*PROBLEM DETAILS*
Rewrite the records below as a numbered list, leaving out the blank lines.

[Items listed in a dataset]

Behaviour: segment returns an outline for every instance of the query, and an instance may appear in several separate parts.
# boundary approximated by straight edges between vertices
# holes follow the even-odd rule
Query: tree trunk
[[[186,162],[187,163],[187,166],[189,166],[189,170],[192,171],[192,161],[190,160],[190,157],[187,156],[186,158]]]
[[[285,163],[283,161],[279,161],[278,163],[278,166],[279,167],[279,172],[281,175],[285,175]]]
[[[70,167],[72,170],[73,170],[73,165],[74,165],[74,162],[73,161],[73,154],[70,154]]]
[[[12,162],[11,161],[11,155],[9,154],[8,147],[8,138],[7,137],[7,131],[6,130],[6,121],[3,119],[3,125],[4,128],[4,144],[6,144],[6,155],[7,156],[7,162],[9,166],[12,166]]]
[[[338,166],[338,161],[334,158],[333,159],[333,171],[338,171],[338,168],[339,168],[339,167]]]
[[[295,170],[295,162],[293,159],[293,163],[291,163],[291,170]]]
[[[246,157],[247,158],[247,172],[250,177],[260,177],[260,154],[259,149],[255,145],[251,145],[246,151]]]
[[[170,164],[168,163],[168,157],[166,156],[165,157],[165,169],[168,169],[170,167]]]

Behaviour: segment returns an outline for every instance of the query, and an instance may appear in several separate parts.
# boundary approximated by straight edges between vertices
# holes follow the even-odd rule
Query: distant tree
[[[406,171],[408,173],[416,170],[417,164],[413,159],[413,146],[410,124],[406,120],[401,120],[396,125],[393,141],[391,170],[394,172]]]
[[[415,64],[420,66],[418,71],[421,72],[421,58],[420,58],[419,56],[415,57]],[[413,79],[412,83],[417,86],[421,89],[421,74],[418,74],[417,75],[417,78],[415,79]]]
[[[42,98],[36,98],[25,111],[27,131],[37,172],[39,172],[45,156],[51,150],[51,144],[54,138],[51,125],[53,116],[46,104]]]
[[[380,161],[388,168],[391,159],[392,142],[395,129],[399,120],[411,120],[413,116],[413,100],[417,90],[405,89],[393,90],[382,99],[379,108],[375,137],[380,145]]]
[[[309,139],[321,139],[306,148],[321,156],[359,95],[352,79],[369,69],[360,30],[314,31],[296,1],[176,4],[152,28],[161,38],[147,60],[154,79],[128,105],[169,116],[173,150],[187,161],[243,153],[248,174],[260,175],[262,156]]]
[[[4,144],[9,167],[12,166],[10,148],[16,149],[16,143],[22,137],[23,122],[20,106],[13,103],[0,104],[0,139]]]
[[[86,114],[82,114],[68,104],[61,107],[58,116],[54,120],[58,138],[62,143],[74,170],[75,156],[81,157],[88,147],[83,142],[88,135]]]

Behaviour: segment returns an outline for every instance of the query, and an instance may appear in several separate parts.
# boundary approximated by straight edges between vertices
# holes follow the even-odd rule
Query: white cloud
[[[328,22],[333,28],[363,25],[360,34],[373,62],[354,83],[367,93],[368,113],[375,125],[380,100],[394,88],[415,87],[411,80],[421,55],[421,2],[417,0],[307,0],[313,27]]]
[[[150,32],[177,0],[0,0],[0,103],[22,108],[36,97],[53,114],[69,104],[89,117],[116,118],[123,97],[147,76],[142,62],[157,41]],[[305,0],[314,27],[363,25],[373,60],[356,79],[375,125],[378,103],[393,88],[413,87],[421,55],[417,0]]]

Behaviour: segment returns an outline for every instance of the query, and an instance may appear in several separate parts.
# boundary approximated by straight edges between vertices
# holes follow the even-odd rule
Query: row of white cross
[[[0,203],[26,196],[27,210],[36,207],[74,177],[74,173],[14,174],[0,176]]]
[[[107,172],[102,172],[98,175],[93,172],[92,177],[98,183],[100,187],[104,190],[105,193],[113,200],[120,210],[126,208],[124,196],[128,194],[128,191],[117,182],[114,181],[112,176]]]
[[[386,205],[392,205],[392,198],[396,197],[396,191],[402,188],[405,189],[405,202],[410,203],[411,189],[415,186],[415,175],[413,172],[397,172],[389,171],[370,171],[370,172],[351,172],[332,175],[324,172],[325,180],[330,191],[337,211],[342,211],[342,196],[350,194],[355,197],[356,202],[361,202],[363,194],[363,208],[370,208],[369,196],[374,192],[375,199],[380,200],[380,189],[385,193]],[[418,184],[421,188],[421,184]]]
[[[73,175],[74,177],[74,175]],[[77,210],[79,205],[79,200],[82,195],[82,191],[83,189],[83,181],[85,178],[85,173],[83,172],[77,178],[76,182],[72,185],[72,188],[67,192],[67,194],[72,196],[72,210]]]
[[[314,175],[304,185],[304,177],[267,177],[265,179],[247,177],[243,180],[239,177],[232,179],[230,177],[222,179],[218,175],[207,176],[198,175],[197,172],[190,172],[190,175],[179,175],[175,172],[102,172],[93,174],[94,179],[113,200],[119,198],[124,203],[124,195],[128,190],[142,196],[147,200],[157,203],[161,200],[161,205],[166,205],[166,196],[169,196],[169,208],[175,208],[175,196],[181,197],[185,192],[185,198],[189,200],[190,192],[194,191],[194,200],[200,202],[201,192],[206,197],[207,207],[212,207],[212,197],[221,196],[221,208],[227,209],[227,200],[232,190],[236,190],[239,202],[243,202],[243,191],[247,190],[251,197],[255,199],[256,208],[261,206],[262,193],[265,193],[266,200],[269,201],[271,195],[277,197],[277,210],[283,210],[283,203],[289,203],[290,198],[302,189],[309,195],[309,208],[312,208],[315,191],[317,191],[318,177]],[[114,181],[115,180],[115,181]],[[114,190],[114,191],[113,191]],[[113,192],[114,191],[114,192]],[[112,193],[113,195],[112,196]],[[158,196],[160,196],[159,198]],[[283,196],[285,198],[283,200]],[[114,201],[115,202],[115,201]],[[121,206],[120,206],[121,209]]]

*EXERCISE OUTPUT*
1. Behaviour: segment returns an outline for every instance of the query, and an instance may appear in several separate parts.
2. # boundary approximated by straight edges between vertices
3. # holes follow the even-odd rule
4. Query: tree trunk
5. [[[186,162],[187,163],[187,166],[189,166],[189,170],[192,171],[192,161],[190,160],[190,157],[187,156],[186,158]]]
6. [[[285,163],[283,161],[279,161],[278,163],[278,166],[279,167],[279,172],[281,175],[285,175]]]
7. [[[70,167],[72,170],[73,170],[73,165],[74,165],[74,162],[73,161],[73,154],[70,154]]]
8. [[[12,162],[11,161],[11,155],[9,154],[8,147],[8,138],[7,137],[7,131],[6,130],[6,121],[3,119],[3,125],[4,128],[4,144],[6,144],[6,155],[7,156],[7,162],[9,166],[12,166]]]
9. [[[338,166],[338,161],[334,158],[333,159],[333,171],[338,171],[338,168],[339,168],[339,167]]]
10. [[[295,170],[295,162],[293,159],[293,163],[291,163],[291,170]]]
11. [[[246,157],[247,158],[247,172],[250,177],[260,177],[260,154],[259,149],[255,145],[251,145],[246,151]]]
12. [[[170,164],[168,163],[168,157],[166,156],[165,157],[165,169],[168,169],[170,167]]]
13. Behaviour: segment returns an outline for every instance of the query, and an instance may appear in several separate parts.
14. # boundary approximated by straight edges between vertices
15. # holes follow the even-odd rule
16. Query: distant tree
17. [[[406,171],[408,173],[416,170],[417,164],[413,159],[413,146],[410,124],[406,120],[401,120],[396,125],[393,141],[391,170],[394,172]]]
18. [[[415,64],[420,66],[418,71],[421,72],[421,58],[420,58],[419,56],[415,57]],[[413,79],[412,83],[417,86],[421,89],[421,74],[418,74],[417,75],[417,78],[415,79]]]
19. [[[42,98],[36,98],[25,111],[27,131],[37,172],[39,172],[45,156],[51,150],[51,144],[54,138],[51,125],[53,116],[46,104]]]
20. [[[380,161],[388,168],[391,159],[392,142],[395,129],[399,120],[411,120],[413,116],[413,100],[417,90],[405,89],[393,90],[382,99],[379,108],[375,137],[380,145]]]
21. [[[309,139],[321,139],[306,148],[321,156],[359,95],[352,79],[369,69],[360,30],[314,31],[296,1],[176,4],[152,28],[161,38],[147,60],[154,79],[128,105],[169,116],[173,150],[187,161],[243,153],[248,174],[260,175],[262,156]]]
22. [[[4,144],[9,167],[12,166],[10,148],[16,149],[16,143],[22,137],[23,122],[20,106],[13,103],[0,104],[0,139]]]
23. [[[86,114],[82,114],[68,104],[61,107],[58,116],[54,120],[58,138],[62,143],[74,170],[75,156],[81,157],[88,147],[83,142],[88,135]]]
24. Behaviour: segment returns an outline for every instance of the query, and an instance may appear in several separate parts.
25. # boundary approximated by straight edges between vertices
26. # holes follow the even-odd rule
27. Query: white cloud
28. [[[328,22],[333,28],[363,25],[360,34],[373,62],[354,83],[367,93],[368,113],[375,125],[380,100],[394,88],[415,87],[411,80],[421,55],[421,2],[417,0],[307,0],[313,27]]]
29. [[[150,32],[177,0],[0,0],[0,103],[22,108],[36,97],[53,114],[69,104],[89,117],[116,118],[123,97],[147,76],[142,62],[157,41]],[[305,0],[314,27],[363,25],[373,60],[356,79],[375,125],[378,103],[393,88],[413,87],[421,55],[417,0]]]
30. Behaviour: segment returns an outline for every instance of the query, and an instance may appear in several separate parts.
31. # boundary approximated by straight edges between vertices
32. # holes follow the even-odd rule
33. Query: row of white cross
34. [[[0,203],[26,196],[27,210],[36,207],[74,177],[74,173],[14,174],[0,176]]]
35. [[[107,172],[102,172],[98,175],[93,172],[92,177],[98,183],[100,187],[104,190],[105,193],[113,200],[120,210],[126,208],[124,196],[128,194],[128,191],[117,182],[114,181],[112,176]]]
36. [[[386,205],[392,205],[392,198],[396,197],[396,191],[402,188],[405,189],[405,202],[410,203],[411,189],[415,186],[415,175],[413,172],[397,172],[389,171],[370,171],[370,172],[351,172],[332,175],[324,172],[325,180],[330,191],[337,211],[342,211],[342,196],[350,194],[355,197],[356,202],[361,202],[363,194],[363,208],[370,208],[369,196],[374,192],[375,199],[380,200],[380,189],[385,193]],[[418,184],[421,188],[421,184]]]
37. [[[73,175],[74,177],[74,175]],[[77,210],[79,205],[79,200],[82,195],[82,191],[83,189],[83,181],[85,178],[85,173],[83,172],[77,178],[76,182],[72,185],[72,188],[67,192],[67,194],[72,196],[72,210]]]
38. [[[314,175],[304,185],[304,177],[267,177],[265,179],[247,177],[243,180],[239,177],[232,179],[230,177],[222,179],[218,175],[207,176],[198,175],[197,172],[190,172],[190,175],[179,175],[175,172],[102,172],[93,174],[94,179],[113,200],[119,198],[124,203],[124,195],[128,190],[142,196],[147,200],[157,203],[161,200],[161,205],[166,205],[166,196],[169,196],[169,208],[175,208],[175,196],[181,197],[185,192],[185,198],[189,200],[190,192],[194,191],[194,200],[200,202],[201,192],[206,197],[207,207],[212,207],[212,197],[221,196],[221,208],[227,209],[227,200],[232,190],[236,190],[239,202],[243,202],[243,191],[247,190],[251,197],[255,199],[256,208],[261,206],[262,193],[265,193],[266,200],[269,201],[271,195],[277,197],[277,210],[283,210],[283,203],[289,203],[290,198],[302,189],[309,195],[309,208],[312,208],[315,191],[317,191],[318,177]],[[114,181],[115,180],[115,181]],[[114,190],[114,191],[113,191]],[[113,192],[114,191],[114,192]],[[112,193],[113,195],[112,196]],[[158,196],[160,196],[159,198]],[[283,196],[285,198],[283,200]],[[114,201],[115,202],[115,201]],[[121,206],[120,206],[121,209]]]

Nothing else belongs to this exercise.